▶ **WHAT TO WORK ON**:
Reproduce without alteration the lines of the material below, from the line containing "Locate the side" through the line containing "pixel 354 467", both included.

▶ **MATERIALS PROVIDED**:
------

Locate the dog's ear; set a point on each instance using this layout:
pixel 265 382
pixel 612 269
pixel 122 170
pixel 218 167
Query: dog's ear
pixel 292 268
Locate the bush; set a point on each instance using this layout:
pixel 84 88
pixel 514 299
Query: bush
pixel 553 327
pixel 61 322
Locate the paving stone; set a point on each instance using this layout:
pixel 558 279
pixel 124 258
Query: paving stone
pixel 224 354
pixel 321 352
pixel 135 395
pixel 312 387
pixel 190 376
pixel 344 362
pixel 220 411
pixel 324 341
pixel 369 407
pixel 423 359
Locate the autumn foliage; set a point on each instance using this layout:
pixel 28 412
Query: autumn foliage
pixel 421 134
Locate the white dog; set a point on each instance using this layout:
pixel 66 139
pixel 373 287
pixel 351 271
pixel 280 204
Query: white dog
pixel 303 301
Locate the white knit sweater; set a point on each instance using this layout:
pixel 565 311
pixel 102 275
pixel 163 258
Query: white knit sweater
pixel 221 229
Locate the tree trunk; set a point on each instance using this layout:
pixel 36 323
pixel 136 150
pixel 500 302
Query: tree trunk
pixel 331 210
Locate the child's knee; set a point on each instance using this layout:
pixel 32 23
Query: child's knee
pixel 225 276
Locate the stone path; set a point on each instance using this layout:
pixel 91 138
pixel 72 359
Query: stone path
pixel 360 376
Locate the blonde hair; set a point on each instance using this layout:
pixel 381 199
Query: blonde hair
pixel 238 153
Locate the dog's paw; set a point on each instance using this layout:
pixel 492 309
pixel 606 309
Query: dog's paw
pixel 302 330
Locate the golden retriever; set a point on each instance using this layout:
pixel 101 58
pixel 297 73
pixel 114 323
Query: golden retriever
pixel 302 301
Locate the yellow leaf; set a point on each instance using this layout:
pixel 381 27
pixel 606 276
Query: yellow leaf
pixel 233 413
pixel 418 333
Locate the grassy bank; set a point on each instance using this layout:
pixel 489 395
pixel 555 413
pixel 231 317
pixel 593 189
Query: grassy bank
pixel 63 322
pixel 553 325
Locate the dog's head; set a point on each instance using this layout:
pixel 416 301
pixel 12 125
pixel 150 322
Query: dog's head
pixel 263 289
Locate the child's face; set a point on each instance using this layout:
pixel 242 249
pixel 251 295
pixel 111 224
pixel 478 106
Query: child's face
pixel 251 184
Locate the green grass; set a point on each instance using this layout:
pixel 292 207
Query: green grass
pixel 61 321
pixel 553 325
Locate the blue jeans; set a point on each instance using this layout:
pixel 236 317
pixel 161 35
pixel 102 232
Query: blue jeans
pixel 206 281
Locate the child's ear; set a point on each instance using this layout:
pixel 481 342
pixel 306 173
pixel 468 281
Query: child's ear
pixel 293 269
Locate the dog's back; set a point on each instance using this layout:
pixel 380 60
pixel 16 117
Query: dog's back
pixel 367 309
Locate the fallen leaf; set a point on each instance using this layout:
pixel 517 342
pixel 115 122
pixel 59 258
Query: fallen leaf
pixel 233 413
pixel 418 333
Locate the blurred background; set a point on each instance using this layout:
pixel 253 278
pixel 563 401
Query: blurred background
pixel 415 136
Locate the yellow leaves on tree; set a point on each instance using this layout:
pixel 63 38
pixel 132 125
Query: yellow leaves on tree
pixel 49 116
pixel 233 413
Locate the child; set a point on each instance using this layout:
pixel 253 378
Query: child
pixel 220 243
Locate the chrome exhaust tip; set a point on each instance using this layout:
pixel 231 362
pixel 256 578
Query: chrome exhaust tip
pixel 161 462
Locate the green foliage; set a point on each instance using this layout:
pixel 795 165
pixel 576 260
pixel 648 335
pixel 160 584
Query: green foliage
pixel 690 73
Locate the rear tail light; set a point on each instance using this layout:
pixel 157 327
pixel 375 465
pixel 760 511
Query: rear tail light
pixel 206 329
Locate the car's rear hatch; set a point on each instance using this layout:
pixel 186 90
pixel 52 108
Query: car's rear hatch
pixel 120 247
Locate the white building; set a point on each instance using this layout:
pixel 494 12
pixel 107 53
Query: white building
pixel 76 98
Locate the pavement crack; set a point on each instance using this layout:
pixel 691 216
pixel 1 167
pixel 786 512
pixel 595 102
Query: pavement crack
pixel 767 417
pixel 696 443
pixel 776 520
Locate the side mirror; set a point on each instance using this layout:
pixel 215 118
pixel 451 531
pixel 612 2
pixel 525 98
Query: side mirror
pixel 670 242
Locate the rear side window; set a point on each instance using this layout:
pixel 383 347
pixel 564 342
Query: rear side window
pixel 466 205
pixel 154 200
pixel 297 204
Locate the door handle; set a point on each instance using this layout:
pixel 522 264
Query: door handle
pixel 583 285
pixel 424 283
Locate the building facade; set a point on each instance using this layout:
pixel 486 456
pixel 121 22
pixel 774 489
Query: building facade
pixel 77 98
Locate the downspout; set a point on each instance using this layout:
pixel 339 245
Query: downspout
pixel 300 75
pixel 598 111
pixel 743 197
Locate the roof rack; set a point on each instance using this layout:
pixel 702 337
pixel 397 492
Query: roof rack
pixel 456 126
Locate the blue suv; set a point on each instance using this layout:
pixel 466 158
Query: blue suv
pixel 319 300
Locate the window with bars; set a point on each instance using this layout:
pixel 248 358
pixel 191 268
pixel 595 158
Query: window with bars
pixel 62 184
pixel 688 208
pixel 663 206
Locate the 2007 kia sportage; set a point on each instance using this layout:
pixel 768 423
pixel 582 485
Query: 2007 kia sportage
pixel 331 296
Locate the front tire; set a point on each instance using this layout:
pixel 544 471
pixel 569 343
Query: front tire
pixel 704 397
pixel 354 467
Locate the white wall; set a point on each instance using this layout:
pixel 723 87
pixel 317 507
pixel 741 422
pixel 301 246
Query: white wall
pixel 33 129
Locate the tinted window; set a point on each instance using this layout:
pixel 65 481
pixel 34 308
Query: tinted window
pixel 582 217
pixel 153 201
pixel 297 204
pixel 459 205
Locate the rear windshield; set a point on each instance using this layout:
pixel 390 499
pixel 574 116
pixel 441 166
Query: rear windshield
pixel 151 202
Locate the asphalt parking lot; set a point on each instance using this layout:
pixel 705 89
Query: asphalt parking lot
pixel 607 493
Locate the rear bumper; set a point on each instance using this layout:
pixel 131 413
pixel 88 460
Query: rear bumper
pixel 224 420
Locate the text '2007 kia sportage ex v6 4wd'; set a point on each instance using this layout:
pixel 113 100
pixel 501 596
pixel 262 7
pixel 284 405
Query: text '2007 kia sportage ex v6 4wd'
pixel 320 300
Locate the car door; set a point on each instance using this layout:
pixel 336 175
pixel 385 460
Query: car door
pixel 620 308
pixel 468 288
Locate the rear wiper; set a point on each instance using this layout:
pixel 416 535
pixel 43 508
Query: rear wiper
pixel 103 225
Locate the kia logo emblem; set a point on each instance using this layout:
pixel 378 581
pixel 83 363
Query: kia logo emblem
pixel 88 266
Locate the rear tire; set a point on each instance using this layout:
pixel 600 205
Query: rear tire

------

▶ **RESULT FOR THIS EXERCISE**:
Locate the side mirror; set a point on each instance using this layout:
pixel 215 118
pixel 451 531
pixel 612 2
pixel 525 98
Query: side mirror
pixel 670 242
Locate the rear side window; set a point on each instance using this layout:
pixel 383 347
pixel 564 342
Query: rear side window
pixel 466 205
pixel 154 200
pixel 297 204
Locate the door handle; set a point on each instance using this layout:
pixel 522 264
Query: door handle
pixel 583 285
pixel 424 283
Locate the building facade; set a point on each instance using this layout:
pixel 486 456
pixel 121 22
pixel 774 489
Query: building facade
pixel 77 98
Locate the downspout; set a point on each instance using this layout:
pixel 339 245
Query: downspout
pixel 300 75
pixel 598 111
pixel 743 197
Locate the roof rack; set a point on each instance using this layout:
pixel 702 337
pixel 397 492
Query: roof rack
pixel 456 126
Locate the blue suv; set a point on each instance using this layout:
pixel 466 158
Query: blue suv
pixel 319 300
Locate the window with bars; set a point on each instance using this layout:
pixel 248 358
pixel 191 268
pixel 595 158
Query: window with bars
pixel 62 184
pixel 688 208
pixel 663 206
Locate the 2007 kia sportage; set a point on each instance using this layout:
pixel 768 423
pixel 582 485
Query: 2007 kia sportage
pixel 331 296
Locate the front tire; set a point on each instance using this layout:
pixel 544 471
pixel 569 343
Query: front tire
pixel 704 397
pixel 354 467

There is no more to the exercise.